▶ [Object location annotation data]
(begin)
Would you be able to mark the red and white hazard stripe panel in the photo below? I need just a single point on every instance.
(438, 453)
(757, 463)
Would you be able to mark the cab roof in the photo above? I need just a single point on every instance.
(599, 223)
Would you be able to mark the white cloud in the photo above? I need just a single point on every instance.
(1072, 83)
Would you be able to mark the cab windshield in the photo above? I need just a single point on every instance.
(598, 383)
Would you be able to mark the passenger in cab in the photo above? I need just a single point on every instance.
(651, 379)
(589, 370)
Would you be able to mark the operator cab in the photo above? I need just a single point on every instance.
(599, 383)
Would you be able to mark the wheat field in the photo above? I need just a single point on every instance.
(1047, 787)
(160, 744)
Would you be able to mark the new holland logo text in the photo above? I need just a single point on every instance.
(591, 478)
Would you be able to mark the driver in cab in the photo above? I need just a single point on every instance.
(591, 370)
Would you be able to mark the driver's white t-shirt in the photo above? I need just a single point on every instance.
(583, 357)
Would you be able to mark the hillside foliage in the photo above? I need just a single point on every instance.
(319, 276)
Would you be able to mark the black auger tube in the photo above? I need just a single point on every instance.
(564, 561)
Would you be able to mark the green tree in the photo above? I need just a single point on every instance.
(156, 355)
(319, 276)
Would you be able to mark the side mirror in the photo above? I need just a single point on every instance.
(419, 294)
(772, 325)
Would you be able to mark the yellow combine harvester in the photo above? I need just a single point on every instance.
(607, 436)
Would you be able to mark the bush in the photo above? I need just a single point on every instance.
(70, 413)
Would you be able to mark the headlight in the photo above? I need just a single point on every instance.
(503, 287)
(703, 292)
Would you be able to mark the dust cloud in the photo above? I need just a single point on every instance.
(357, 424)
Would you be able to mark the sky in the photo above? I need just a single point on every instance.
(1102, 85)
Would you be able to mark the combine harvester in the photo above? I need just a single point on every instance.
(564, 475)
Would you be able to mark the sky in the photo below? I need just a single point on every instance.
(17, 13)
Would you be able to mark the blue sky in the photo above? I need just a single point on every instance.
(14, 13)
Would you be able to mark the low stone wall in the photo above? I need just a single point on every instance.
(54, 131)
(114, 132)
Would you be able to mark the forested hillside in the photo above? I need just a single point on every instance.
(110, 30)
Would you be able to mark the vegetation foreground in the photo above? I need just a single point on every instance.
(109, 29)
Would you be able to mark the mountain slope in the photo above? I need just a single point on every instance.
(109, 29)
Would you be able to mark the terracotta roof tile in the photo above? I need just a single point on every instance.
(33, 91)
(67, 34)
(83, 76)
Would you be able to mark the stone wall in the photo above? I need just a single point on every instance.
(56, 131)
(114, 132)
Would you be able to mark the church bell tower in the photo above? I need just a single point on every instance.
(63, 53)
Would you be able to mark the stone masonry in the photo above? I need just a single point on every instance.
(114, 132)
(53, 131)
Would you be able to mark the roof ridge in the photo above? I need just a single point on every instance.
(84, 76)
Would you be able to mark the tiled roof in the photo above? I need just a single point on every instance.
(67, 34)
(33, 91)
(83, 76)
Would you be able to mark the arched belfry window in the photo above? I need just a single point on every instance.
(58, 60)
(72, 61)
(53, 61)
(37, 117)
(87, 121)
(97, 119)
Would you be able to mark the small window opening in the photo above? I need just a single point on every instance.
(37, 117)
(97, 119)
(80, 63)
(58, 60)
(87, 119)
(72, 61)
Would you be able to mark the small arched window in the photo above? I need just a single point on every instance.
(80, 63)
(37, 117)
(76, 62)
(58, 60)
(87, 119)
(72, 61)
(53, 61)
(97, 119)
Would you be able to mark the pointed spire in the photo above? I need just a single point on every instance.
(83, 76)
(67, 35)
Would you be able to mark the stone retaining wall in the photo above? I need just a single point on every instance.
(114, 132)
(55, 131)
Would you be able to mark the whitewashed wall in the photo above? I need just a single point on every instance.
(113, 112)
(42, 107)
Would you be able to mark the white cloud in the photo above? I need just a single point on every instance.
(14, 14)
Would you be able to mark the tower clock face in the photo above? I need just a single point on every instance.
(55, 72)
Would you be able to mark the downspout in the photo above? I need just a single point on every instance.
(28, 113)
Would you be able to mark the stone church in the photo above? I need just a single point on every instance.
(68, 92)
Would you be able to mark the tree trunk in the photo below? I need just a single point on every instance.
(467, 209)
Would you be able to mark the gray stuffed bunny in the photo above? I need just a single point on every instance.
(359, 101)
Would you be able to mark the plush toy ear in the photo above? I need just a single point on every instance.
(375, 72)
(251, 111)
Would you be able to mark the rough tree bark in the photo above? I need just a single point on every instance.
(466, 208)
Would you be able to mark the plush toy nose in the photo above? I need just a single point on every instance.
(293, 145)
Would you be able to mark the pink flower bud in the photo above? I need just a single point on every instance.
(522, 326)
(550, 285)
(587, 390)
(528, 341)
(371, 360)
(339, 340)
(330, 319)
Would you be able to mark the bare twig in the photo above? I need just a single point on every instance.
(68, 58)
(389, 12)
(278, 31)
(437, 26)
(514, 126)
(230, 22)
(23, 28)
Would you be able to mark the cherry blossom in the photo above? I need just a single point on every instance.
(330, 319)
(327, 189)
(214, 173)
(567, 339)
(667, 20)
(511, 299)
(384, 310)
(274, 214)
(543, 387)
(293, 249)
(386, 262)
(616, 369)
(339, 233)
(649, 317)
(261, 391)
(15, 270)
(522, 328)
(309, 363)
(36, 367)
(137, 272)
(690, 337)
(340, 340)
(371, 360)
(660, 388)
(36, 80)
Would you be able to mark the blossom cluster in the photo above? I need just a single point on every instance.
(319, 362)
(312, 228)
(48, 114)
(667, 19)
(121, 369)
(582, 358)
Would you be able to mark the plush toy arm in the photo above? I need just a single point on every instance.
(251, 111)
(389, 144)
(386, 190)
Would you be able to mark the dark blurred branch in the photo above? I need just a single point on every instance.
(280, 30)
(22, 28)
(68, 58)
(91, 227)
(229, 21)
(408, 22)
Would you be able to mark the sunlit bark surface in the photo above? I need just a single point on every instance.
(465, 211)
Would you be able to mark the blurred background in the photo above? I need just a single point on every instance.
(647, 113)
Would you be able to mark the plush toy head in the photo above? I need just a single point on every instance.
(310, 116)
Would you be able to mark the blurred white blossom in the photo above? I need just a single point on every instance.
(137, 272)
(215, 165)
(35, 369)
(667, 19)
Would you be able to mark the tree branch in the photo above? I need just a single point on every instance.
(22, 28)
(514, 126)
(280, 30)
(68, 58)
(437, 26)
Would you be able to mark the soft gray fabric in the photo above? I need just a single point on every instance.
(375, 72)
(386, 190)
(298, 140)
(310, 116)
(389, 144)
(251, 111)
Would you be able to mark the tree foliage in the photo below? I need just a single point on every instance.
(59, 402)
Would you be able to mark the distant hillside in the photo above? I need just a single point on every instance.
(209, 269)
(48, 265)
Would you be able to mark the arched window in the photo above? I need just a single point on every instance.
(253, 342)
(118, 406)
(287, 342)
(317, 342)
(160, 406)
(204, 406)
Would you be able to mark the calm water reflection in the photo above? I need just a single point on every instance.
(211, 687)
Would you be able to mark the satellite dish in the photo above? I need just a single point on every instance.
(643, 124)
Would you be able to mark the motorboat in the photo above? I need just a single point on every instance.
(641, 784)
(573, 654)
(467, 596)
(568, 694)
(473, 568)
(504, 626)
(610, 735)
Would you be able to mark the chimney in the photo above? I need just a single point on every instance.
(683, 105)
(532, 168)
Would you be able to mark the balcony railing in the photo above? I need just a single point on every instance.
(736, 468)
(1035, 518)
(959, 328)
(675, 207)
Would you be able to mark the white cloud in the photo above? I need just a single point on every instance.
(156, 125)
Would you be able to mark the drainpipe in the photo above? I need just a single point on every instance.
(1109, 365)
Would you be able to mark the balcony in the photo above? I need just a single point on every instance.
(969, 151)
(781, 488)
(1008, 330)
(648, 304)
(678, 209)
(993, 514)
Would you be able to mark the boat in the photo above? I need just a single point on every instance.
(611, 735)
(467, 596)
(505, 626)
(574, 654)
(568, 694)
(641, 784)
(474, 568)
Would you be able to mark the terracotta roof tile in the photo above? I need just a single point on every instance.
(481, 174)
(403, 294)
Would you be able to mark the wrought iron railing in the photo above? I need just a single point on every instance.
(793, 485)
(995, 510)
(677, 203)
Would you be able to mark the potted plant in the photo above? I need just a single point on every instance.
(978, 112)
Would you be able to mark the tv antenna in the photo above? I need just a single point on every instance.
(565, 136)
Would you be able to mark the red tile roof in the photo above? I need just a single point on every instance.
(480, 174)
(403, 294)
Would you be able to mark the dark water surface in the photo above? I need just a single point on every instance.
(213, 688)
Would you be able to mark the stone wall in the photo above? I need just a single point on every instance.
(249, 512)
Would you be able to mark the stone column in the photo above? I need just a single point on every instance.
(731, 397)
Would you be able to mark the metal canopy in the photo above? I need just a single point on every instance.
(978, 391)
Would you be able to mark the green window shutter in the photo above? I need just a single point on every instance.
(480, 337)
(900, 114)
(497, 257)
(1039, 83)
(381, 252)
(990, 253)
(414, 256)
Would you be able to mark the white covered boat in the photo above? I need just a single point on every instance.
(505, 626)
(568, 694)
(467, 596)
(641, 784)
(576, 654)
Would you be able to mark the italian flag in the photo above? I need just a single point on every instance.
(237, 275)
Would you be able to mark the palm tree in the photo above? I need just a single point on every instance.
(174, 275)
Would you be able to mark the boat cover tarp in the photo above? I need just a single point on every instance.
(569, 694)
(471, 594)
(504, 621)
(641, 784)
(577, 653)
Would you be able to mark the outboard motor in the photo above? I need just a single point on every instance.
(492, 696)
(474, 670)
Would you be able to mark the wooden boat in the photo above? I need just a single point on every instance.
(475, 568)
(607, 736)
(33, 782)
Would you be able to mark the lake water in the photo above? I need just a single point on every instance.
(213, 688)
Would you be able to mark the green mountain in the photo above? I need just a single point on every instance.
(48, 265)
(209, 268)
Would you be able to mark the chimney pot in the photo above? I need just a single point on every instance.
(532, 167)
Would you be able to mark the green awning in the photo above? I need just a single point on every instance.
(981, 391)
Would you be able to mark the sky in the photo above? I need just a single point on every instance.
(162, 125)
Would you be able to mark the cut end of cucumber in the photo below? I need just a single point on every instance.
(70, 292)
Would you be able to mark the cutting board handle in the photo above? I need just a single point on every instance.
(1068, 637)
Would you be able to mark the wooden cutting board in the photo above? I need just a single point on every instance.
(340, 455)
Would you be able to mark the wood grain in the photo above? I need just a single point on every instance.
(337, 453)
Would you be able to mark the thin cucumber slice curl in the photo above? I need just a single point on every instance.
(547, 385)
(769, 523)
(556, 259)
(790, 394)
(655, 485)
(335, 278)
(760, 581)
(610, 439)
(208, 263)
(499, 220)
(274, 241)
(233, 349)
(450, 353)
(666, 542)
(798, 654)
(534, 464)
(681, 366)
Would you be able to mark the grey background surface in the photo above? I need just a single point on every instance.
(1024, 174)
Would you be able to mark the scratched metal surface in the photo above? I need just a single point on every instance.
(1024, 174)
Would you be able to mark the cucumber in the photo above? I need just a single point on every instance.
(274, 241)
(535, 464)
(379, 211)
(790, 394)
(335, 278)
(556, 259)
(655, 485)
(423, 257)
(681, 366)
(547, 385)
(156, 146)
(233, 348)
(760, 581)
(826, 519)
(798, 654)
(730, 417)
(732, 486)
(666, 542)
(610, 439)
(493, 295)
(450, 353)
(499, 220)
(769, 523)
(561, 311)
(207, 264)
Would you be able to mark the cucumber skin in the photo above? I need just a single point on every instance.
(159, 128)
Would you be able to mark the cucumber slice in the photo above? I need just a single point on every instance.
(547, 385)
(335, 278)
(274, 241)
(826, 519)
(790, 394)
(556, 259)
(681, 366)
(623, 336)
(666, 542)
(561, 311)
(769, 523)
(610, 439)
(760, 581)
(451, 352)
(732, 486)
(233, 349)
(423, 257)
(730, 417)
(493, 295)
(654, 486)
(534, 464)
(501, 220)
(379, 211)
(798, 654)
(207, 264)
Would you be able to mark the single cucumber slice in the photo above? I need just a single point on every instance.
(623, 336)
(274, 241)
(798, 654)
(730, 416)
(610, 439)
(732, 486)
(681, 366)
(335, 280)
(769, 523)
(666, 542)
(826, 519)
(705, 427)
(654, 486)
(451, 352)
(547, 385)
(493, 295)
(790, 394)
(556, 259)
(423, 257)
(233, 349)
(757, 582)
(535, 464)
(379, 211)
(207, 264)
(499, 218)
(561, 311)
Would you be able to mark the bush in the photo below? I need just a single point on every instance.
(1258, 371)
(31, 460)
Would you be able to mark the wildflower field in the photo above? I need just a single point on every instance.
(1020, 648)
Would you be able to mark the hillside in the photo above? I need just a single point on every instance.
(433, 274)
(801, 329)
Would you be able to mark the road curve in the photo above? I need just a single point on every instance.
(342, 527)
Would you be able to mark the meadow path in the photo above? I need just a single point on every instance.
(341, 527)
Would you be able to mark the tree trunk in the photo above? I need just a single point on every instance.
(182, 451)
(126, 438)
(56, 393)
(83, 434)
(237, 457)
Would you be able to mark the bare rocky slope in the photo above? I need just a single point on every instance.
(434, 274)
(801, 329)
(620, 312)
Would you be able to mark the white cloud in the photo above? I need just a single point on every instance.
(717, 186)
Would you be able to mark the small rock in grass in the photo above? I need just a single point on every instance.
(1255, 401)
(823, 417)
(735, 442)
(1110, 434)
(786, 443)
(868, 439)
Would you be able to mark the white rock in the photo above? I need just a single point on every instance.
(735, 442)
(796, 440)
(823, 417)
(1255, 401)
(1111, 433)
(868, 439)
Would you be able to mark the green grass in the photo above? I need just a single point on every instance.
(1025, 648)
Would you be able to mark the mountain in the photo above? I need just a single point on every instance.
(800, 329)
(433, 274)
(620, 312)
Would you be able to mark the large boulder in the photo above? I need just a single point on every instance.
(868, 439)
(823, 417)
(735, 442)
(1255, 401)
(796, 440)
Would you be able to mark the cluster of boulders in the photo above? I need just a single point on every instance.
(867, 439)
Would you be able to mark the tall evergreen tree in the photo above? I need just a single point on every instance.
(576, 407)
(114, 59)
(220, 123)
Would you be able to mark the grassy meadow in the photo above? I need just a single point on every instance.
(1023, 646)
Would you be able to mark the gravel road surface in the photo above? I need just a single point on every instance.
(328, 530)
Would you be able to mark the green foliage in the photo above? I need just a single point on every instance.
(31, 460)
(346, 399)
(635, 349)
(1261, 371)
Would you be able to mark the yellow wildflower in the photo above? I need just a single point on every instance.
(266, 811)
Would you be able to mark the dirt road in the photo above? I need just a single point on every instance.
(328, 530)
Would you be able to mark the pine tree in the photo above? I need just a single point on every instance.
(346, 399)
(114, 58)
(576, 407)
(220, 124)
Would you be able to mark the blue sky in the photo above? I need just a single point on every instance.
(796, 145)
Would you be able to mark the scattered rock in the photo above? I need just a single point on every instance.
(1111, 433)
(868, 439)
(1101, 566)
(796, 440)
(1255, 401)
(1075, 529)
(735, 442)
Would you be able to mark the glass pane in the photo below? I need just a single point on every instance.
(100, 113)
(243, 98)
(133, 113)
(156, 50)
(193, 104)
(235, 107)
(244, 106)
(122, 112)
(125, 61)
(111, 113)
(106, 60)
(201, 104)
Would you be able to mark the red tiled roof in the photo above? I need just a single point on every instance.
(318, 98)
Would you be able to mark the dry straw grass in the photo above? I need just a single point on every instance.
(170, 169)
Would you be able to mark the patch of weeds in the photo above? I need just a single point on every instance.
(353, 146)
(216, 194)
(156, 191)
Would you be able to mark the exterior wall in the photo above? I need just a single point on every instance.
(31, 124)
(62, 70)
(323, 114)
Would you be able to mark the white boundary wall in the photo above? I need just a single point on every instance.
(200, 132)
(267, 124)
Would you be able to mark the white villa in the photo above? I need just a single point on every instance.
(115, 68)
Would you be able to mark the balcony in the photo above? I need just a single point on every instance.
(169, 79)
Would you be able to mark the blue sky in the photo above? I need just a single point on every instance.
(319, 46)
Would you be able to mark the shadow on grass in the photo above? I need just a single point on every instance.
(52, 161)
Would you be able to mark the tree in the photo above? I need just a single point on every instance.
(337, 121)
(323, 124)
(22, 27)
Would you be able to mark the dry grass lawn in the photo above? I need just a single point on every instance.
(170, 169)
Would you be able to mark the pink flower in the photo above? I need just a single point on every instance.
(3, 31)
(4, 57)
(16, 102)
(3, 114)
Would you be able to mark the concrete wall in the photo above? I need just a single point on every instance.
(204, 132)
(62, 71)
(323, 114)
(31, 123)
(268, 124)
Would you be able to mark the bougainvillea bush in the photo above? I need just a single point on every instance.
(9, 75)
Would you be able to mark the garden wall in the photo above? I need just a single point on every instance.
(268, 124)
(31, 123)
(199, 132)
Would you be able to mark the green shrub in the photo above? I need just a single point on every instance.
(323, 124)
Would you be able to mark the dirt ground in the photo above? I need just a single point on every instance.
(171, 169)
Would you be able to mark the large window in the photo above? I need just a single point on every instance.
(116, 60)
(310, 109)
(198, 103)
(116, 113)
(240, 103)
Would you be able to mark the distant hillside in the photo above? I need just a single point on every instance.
(end)
▶ [TASK DETAILS] Keep only the lines from the one containing "Would you be able to mark the garden" to the end of the entries, and repeat them exactly.

▶ [WRITTEN RESPONSE]
Would you be able to mark the garden wall in the photo above? I need just a single point on every instance.
(268, 124)
(31, 123)
(199, 132)
Would you be able to mark the green shrub in the photo above? I need just a single point on every instance.
(323, 124)
Would you be able to mark the dirt ground in the photo above? I need just a single point on every instance.
(171, 169)
Would you be able to mark the large window in the photo above? I need just a single point on every instance.
(116, 60)
(310, 109)
(198, 103)
(116, 113)
(240, 103)
Would you be able to mark the distant hillside in the photo above? I need just a single point on every instance.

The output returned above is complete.